Required work
Find every line in the data below that contains the word "gear", and copy each of those lines. Case matters.

Image object location entries
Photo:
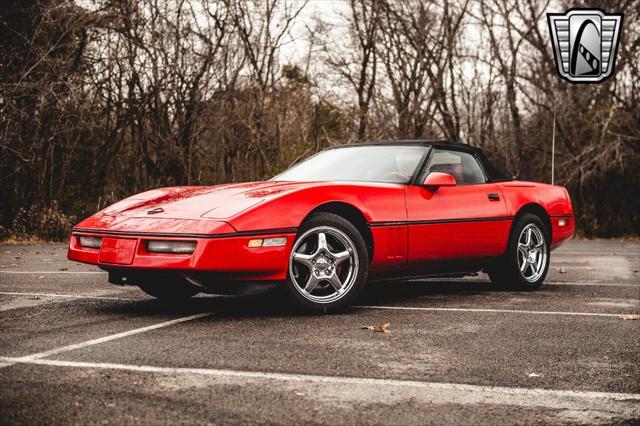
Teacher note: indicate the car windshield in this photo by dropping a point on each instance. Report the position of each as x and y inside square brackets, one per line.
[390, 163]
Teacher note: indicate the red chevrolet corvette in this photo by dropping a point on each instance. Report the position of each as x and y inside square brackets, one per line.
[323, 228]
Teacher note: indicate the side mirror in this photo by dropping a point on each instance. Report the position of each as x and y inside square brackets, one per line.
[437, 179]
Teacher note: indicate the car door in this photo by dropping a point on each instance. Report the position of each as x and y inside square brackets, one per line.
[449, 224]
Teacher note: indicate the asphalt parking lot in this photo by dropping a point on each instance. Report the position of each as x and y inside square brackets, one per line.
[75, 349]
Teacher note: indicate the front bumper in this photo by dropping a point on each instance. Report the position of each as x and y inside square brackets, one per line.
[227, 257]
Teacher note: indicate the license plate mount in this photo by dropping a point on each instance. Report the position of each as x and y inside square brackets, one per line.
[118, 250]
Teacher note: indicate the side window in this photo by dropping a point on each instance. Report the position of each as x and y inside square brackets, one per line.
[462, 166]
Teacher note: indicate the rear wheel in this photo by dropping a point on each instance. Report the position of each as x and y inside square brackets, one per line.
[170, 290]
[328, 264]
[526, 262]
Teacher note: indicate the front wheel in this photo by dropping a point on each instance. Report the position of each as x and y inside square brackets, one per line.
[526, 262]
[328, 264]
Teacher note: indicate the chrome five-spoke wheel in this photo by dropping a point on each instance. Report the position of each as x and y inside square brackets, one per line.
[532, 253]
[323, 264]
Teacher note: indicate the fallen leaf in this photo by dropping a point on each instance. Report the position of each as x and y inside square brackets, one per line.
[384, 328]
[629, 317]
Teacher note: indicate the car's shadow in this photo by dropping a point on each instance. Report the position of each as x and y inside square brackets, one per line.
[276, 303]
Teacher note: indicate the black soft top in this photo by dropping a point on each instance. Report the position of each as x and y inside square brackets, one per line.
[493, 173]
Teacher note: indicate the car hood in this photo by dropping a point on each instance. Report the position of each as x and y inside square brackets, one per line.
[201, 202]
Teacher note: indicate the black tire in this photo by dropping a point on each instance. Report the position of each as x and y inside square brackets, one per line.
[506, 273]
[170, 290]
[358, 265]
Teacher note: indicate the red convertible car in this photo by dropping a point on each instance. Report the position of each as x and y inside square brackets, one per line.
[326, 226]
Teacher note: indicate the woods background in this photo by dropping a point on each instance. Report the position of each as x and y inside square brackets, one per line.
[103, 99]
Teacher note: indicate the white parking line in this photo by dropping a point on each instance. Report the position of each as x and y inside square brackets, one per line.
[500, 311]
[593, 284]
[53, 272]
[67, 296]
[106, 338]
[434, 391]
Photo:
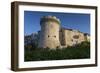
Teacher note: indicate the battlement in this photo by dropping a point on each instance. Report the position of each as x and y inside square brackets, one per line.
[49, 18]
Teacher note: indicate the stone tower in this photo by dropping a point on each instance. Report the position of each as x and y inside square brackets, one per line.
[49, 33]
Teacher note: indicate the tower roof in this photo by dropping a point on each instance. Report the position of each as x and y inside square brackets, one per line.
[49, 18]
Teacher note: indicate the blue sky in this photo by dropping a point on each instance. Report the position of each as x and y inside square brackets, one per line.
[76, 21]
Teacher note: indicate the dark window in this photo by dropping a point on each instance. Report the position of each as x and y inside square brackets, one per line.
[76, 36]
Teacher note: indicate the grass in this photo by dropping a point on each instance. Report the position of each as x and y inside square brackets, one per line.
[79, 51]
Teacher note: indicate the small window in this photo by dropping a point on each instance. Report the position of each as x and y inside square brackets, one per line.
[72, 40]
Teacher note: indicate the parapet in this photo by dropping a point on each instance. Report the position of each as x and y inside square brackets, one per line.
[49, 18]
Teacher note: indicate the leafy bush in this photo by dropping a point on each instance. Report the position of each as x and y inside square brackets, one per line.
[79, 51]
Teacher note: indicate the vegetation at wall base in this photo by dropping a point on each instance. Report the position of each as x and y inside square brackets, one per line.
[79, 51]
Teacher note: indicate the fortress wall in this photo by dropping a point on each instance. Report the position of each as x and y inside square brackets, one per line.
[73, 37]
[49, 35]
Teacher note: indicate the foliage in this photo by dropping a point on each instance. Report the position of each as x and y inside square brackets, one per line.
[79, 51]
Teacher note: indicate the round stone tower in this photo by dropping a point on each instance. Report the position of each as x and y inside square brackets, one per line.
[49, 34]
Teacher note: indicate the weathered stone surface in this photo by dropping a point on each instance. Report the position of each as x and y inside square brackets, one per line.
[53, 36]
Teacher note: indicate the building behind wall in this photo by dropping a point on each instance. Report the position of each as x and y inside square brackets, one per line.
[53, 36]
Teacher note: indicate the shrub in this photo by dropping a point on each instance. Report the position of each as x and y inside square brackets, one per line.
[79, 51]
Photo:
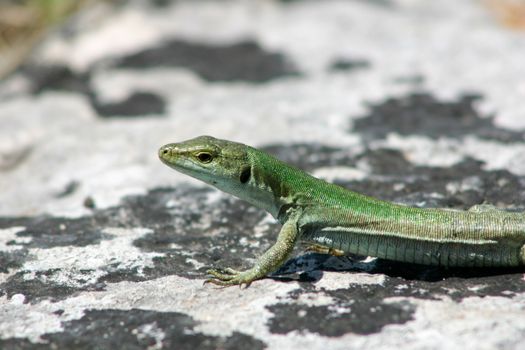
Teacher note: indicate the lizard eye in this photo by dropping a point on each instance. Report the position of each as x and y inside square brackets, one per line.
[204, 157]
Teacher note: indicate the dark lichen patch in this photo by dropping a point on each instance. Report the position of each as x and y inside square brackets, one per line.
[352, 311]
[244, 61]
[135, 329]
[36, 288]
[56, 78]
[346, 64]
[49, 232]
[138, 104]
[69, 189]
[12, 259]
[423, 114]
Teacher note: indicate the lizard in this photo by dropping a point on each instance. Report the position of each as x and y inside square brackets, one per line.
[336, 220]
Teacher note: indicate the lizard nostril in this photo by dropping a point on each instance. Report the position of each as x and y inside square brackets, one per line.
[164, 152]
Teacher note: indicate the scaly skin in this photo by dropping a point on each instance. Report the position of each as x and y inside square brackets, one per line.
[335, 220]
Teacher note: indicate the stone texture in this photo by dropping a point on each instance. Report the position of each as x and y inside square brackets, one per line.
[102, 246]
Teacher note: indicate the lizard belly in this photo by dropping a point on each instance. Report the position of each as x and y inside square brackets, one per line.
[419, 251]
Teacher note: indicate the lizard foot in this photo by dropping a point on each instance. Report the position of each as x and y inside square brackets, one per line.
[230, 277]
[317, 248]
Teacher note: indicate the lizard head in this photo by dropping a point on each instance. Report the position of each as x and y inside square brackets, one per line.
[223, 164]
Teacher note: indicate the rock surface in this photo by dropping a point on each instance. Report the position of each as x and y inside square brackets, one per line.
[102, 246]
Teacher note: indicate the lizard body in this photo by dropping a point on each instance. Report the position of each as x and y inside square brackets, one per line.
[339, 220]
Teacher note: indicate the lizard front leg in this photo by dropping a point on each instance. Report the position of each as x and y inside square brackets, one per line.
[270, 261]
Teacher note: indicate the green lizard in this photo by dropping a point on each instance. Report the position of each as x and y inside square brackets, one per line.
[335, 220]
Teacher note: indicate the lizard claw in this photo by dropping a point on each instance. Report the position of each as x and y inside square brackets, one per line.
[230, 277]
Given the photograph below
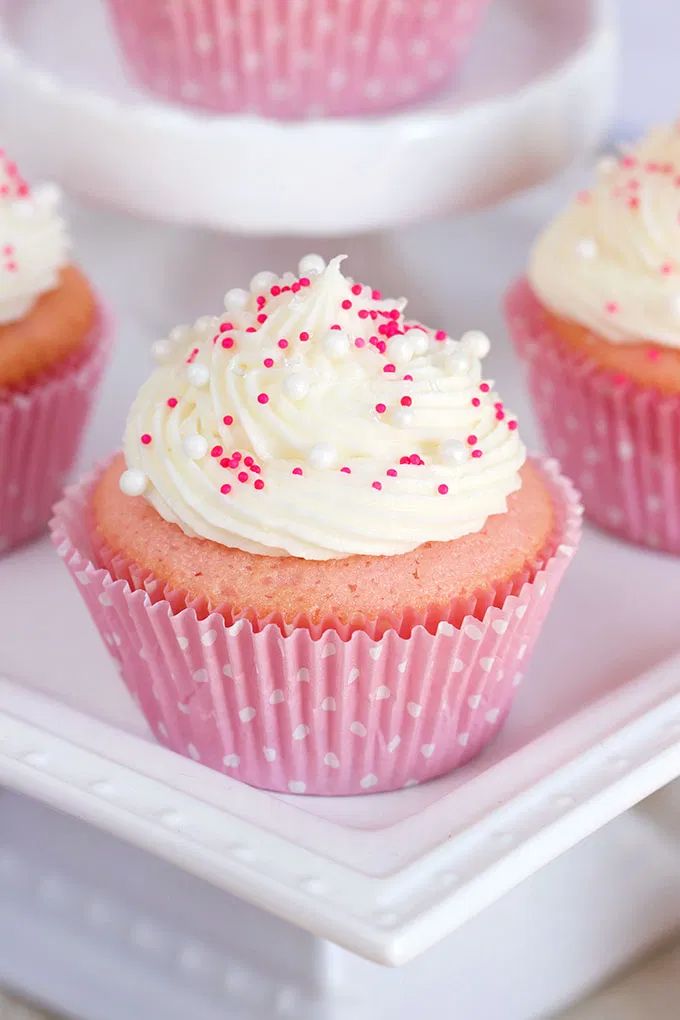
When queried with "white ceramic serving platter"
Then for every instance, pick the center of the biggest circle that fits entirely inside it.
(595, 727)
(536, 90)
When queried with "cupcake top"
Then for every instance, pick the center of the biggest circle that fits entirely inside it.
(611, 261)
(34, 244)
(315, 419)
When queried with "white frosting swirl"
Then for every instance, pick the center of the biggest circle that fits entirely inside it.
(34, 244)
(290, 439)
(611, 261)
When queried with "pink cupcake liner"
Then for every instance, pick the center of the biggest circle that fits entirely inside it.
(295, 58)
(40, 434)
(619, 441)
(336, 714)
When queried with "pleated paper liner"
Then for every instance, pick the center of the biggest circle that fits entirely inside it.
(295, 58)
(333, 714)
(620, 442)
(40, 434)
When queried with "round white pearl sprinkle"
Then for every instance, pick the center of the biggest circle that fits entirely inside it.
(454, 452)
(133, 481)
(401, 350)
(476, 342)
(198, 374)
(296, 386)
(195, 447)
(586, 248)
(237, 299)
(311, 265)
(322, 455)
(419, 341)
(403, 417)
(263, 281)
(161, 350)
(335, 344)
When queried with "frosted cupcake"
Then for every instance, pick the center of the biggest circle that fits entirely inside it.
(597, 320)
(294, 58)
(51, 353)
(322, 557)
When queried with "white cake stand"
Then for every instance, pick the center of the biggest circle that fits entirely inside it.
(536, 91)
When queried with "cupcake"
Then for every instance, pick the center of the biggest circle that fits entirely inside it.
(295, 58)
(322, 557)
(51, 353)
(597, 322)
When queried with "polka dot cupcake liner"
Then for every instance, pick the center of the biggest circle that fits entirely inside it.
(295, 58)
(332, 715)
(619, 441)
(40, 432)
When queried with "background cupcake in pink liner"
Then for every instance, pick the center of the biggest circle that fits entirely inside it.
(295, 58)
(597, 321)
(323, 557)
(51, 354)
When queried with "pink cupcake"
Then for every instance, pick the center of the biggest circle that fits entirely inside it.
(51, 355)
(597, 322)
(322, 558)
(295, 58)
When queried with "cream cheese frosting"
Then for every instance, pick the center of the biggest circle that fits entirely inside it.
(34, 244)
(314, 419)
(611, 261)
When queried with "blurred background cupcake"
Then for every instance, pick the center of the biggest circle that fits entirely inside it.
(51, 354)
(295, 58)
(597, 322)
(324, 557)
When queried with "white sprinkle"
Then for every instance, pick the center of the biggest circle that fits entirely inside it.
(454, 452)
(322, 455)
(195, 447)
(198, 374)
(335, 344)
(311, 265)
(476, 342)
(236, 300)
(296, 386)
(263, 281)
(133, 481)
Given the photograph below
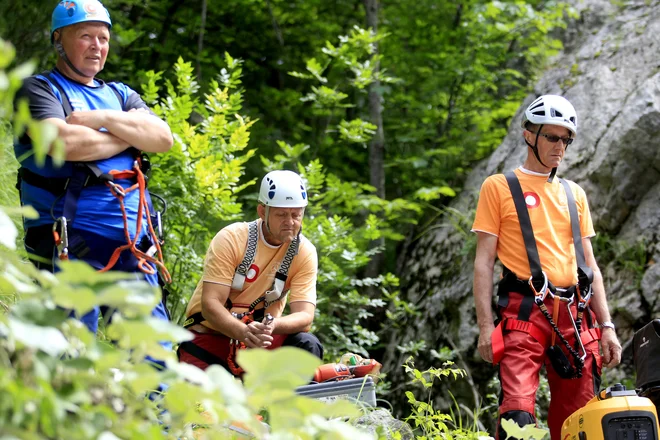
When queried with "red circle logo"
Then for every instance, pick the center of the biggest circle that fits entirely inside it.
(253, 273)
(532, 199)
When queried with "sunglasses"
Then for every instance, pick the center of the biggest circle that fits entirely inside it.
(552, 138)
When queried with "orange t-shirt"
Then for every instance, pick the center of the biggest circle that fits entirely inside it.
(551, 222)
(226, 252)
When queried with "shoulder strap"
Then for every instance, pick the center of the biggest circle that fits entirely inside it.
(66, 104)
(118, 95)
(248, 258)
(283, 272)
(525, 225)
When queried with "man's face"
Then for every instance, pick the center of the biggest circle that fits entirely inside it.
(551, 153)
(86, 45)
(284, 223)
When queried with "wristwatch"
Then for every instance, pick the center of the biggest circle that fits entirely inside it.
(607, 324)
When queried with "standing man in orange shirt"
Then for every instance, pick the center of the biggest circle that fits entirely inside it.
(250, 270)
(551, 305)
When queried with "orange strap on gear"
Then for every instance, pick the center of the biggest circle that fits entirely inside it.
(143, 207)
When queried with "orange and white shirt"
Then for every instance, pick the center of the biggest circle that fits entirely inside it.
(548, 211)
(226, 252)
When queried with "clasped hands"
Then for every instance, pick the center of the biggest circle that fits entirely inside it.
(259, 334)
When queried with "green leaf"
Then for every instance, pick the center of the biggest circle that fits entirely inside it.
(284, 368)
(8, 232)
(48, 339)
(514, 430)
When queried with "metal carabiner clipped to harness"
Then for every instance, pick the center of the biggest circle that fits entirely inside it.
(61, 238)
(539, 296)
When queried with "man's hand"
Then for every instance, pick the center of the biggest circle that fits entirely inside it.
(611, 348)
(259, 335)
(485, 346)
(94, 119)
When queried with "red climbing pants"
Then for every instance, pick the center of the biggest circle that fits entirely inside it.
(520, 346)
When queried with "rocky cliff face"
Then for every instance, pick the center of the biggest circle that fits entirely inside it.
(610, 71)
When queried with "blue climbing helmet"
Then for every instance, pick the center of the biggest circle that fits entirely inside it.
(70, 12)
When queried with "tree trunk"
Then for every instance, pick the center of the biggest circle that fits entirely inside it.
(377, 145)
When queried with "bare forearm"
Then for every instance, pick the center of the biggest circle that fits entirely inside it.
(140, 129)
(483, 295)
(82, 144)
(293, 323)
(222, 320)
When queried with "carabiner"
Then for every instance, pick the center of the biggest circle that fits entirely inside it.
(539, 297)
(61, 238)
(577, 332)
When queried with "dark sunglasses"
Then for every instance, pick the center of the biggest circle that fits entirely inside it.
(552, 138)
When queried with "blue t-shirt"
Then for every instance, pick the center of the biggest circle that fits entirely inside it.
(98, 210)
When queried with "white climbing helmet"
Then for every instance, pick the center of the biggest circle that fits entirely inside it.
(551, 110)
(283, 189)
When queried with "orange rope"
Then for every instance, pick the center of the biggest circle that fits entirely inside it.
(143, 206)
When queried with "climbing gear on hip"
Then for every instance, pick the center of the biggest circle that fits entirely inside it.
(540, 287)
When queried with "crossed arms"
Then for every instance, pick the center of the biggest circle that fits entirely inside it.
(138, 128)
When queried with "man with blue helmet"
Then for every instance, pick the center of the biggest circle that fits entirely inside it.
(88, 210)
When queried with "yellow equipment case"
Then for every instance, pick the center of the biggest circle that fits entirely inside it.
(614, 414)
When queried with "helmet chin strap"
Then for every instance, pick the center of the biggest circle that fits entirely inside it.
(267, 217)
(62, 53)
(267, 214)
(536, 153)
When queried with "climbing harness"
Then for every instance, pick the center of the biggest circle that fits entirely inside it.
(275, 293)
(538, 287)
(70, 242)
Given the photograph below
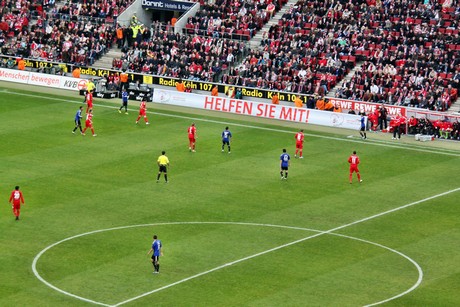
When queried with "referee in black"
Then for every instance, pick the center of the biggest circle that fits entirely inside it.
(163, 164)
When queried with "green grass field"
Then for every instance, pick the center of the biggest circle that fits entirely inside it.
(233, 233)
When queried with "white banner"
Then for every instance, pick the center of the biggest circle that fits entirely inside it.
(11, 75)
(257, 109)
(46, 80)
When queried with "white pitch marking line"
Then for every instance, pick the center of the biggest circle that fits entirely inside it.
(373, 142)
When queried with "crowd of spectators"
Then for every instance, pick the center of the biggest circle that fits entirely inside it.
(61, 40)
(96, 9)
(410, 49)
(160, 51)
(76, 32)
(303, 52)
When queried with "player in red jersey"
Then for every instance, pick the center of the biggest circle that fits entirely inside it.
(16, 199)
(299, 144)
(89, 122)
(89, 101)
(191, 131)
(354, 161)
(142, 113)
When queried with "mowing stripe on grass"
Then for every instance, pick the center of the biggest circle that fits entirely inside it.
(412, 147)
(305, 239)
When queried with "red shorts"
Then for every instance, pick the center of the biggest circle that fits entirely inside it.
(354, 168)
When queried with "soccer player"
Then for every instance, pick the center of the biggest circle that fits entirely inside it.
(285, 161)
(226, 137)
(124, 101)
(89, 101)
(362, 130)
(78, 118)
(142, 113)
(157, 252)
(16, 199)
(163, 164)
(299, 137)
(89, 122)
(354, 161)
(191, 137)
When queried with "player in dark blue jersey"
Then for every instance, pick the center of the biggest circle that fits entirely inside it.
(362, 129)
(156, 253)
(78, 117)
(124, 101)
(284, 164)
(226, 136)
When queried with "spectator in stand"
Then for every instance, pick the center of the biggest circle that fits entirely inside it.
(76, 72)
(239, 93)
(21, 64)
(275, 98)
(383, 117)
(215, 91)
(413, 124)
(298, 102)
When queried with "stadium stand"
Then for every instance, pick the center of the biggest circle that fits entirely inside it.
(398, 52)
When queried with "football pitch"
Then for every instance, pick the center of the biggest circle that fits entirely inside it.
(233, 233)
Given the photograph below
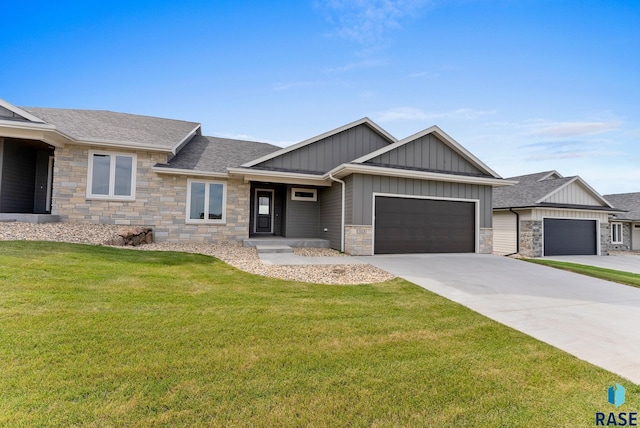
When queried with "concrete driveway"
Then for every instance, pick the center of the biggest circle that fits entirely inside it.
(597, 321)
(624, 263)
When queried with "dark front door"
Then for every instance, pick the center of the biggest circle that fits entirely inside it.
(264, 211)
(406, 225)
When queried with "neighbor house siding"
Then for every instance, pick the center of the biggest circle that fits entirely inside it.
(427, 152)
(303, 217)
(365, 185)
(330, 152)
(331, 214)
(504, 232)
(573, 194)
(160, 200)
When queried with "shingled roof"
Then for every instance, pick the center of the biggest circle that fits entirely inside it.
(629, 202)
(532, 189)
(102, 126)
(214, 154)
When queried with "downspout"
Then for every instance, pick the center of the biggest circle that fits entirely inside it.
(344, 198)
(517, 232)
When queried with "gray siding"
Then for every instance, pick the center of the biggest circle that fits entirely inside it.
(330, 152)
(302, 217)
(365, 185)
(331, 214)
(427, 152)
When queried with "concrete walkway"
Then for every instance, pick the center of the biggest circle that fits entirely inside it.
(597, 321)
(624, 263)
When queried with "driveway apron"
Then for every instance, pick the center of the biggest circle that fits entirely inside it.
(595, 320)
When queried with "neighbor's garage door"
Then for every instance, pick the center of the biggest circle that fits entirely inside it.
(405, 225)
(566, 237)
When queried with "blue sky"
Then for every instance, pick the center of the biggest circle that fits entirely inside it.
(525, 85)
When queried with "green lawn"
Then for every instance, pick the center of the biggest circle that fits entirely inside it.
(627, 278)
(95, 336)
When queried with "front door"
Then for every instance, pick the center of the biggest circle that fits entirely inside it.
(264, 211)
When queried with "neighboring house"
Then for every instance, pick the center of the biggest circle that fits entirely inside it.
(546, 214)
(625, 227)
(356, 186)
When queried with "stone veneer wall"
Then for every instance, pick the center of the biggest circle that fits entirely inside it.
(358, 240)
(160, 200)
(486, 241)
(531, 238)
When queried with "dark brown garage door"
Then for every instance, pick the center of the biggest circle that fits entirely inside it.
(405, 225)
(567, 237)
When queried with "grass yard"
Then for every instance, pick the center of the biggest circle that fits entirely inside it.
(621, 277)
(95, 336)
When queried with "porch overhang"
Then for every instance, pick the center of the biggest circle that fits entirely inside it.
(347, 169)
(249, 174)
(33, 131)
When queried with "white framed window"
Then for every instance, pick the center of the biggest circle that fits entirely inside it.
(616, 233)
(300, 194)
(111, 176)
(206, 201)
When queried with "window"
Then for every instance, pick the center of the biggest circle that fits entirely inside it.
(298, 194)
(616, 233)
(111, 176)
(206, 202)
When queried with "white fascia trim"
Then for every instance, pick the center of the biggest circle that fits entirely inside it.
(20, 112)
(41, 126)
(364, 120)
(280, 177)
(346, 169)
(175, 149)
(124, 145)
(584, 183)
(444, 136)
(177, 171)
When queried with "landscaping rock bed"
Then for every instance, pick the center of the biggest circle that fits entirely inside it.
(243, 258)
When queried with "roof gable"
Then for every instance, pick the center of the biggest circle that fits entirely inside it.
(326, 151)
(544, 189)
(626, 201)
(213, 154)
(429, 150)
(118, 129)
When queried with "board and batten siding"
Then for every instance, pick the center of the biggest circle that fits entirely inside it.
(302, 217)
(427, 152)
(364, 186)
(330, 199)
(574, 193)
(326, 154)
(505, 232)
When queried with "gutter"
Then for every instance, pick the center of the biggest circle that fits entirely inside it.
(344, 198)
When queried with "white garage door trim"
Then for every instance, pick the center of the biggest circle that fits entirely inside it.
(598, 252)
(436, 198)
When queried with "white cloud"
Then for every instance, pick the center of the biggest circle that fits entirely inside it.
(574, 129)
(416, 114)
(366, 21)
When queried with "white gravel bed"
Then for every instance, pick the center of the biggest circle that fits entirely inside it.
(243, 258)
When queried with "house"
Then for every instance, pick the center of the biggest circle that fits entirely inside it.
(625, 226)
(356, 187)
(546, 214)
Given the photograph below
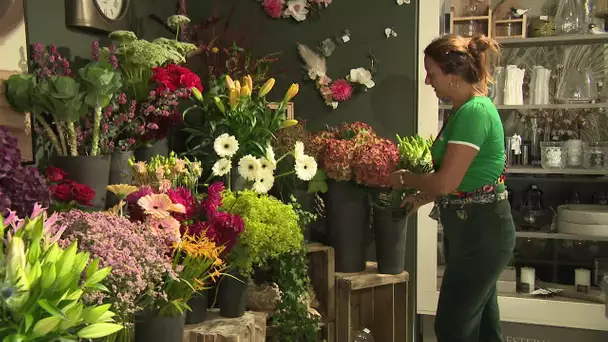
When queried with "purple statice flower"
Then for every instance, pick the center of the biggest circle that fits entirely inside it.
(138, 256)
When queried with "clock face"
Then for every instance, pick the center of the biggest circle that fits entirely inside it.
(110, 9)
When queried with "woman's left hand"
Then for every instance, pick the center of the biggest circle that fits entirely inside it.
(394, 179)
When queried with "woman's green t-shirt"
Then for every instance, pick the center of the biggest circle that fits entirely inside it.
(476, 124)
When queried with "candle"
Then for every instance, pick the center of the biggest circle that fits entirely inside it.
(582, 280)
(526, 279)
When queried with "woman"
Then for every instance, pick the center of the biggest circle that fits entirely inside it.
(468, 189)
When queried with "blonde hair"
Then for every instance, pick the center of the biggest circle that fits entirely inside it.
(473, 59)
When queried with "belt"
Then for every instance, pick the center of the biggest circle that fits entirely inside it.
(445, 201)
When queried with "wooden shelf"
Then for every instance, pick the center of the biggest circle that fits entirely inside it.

Written answer
When queried with "orange strap on gear"
When queried with "climbing gear on hip"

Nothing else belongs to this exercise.